[INPUT MATERIAL — start]

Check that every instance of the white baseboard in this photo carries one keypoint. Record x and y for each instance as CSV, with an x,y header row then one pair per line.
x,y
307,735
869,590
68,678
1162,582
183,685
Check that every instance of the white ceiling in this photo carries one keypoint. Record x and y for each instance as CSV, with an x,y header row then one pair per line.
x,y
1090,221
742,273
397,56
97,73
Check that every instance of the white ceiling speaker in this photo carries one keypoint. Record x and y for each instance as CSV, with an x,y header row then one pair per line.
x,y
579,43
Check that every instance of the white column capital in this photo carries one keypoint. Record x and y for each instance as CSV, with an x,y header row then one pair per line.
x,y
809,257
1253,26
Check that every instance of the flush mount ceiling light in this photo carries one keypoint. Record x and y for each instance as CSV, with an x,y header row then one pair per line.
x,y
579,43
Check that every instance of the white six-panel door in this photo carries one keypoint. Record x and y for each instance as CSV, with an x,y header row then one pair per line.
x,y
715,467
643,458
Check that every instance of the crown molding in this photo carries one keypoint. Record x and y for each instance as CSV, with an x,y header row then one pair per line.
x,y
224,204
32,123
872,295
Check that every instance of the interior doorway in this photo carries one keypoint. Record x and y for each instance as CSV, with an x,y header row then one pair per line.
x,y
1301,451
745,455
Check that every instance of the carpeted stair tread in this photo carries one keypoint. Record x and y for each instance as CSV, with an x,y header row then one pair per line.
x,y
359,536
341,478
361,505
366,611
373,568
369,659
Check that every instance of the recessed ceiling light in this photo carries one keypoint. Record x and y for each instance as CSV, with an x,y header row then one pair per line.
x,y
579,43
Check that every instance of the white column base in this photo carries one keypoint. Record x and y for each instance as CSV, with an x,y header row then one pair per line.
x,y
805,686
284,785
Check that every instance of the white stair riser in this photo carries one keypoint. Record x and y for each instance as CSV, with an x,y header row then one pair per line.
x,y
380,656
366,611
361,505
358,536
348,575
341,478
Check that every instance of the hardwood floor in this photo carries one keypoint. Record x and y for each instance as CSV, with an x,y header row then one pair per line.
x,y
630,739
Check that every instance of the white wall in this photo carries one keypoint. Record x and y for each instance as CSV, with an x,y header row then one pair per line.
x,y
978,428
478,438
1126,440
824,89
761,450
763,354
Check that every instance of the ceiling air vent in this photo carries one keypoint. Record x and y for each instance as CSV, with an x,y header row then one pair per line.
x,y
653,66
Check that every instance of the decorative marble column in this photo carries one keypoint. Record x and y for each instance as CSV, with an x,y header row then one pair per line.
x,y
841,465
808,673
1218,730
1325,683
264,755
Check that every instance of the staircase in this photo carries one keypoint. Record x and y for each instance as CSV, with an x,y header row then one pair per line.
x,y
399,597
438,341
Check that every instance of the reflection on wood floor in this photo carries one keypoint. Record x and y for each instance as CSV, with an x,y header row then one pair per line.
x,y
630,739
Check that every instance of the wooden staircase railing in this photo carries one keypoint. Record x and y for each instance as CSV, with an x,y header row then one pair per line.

[INPUT MATERIAL — finish]

Give the complete listing again, exactly as it appears above.

__SOLUTION TO THIS PROBLEM__.
Check that every instance of the white baseboard in this photo carries one keypoint. Record x and y for each instance as CSV, with an x,y header row then one pair per line.
x,y
307,735
869,590
68,678
1162,582
183,685
Check that every instance of the white ceiling in this photo carries one keypoint. Record x and y for each instance as CSV, with an x,y header row then one pair per line.
x,y
1090,221
742,273
397,56
97,73
Check that every instance of the white ceiling speaker in this photo carries one keypoint. Record x and y for each instance as CSV, with an x,y header row then one pair per line.
x,y
579,43
Check that every instance of the white column capital in this photo carries one keypoint. Record x and y for each instance as CSV, with an x,y header row then one pair per line.
x,y
809,257
1253,26
Check that every instance of the flush mount ceiling light in this photo carries one keypoint. Record x and y for each instance as CSV, with an x,y header row then one pair per line.
x,y
579,43
Check that every instance of the white six-panel door in this photo carries one keypoint. Record x and y for each instance as CSV, with an x,y header row then one pair per line.
x,y
715,467
643,458
Check that every instance of the crown molding in this photo carries one keypoint. Record x and y for each instance as CSV, with an x,y header row then one pair per line.
x,y
224,204
32,123
872,295
Check that every instance of the interior doorway in this photo carries one keypoint. Record x and y for each instance as CSV, with an x,y header row then one pair per line.
x,y
1301,451
745,455
Check that every instance of the carpeted stair tread in this photo carries one keypoint. Record x and y for each instance as CSV, with an x,y header row then one pair per line.
x,y
359,536
341,478
361,505
366,611
373,568
369,659
Check that every instance of the recessed ceiling light in this photo carries one keypoint. Record x and y for each instance as CSV, with an x,y header row then one pair per line.
x,y
579,43
Check that every instance of the white column base in this photo carries one keypoint. Record x and y for each instance as CSV, with an x,y header row then one pair per line.
x,y
805,686
284,785
Check that every instance of the white stair riser in this photo carries one keypoint. Record x and y for each instance as CSV, with an x,y header row then one pair per line.
x,y
380,656
366,611
361,505
358,536
348,575
341,478
Check that every instance of the hardwood floor in this photo carries one keypoint. Record x and y for each instance as CSV, with an x,y header row then one pair per line.
x,y
630,739
Check that every instance of the white wall in this photo carries one keypoint. Record x and y for each instance as CSV, with an x,y header row then one pair per line.
x,y
978,428
478,438
1126,440
824,89
761,450
763,354
Check that every instance of the ceiling air vent in this photo carries one keypoint. Record x and y for each instance as CSV, with an x,y header row then one pair per line.
x,y
653,66
Check that every instance of the decorative marble column in this photo carries one keypoint. Record x and y for each instance as CSV, with an x,y header row then one pair per line.
x,y
841,465
808,673
1218,730
1325,683
264,755
Check that every instance of the staircase in this photo carries one keypoint. Record x and y for each instance as CSV, with an x,y header row then one pair per line.
x,y
399,597
438,341
Check that every instance of the reflection on wood floor in this photo carries one keypoint. Record x and y for each instance as CSV, with an x,y header row then one pair per line.
x,y
630,739
Check that every instance of the wooden staircase railing in this photo carries one keypoint. Record x and y for each instance as CSV, with an x,y header row then one pair per line.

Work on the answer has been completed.